▶ _Instructions to follow_:
From the entries, copy every line that carries the string "face".

▶ _Provided records_:
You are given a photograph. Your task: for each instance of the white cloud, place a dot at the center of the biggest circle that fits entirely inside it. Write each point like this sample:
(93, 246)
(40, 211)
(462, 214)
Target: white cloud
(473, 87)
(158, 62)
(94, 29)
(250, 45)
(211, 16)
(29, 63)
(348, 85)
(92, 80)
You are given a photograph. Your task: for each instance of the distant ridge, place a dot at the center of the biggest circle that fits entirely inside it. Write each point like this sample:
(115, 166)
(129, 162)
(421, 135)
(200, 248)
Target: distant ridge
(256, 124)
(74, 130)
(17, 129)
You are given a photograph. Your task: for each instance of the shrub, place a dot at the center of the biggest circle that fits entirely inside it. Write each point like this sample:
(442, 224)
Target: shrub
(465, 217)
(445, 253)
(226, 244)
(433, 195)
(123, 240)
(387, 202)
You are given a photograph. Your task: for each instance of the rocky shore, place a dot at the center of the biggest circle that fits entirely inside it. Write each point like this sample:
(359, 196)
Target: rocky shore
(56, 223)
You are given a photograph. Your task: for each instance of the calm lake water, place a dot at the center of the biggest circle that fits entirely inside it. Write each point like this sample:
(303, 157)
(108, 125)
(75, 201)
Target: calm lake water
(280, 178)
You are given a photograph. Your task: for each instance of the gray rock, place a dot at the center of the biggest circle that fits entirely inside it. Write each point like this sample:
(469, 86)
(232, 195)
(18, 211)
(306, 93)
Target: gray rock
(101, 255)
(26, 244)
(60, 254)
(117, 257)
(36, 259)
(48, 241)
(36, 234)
==
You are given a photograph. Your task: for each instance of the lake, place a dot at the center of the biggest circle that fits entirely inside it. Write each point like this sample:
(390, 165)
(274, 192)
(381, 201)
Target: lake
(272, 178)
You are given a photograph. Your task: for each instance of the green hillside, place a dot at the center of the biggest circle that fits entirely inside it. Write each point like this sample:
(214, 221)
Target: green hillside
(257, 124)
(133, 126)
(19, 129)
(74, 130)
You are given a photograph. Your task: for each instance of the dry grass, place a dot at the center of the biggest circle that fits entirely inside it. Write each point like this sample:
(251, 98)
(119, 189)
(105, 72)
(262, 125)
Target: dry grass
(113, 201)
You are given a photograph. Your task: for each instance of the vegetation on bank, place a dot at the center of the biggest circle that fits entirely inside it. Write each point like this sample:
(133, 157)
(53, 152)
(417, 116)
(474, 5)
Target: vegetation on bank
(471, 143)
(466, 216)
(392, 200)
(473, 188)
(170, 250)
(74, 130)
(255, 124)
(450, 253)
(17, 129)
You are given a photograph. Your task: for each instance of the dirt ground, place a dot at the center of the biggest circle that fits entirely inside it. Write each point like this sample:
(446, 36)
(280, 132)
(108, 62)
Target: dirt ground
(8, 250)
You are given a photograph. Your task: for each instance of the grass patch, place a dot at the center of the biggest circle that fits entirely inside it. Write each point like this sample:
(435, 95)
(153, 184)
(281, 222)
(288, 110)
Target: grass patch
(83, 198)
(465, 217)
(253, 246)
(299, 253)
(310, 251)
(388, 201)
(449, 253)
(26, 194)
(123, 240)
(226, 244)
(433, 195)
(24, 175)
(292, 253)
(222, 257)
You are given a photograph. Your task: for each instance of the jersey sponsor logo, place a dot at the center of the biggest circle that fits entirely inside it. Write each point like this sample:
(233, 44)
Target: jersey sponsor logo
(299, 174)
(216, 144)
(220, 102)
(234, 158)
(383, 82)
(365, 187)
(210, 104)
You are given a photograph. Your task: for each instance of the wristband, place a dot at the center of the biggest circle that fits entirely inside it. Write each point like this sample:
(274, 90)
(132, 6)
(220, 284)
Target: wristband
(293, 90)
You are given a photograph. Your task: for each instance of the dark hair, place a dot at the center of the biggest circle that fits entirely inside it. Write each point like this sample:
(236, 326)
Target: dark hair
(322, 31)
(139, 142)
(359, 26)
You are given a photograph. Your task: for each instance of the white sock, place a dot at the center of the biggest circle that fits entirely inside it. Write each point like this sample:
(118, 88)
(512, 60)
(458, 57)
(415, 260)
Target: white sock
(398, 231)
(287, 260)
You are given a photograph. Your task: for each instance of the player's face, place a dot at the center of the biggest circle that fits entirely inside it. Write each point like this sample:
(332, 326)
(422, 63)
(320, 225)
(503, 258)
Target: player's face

▶ _Answer for the task_:
You are given a photograph. Your task: for each instance of the player's face, place a dot at the center of the biggest circle that fits entirely inside it. Write each point like this sample:
Target: player's face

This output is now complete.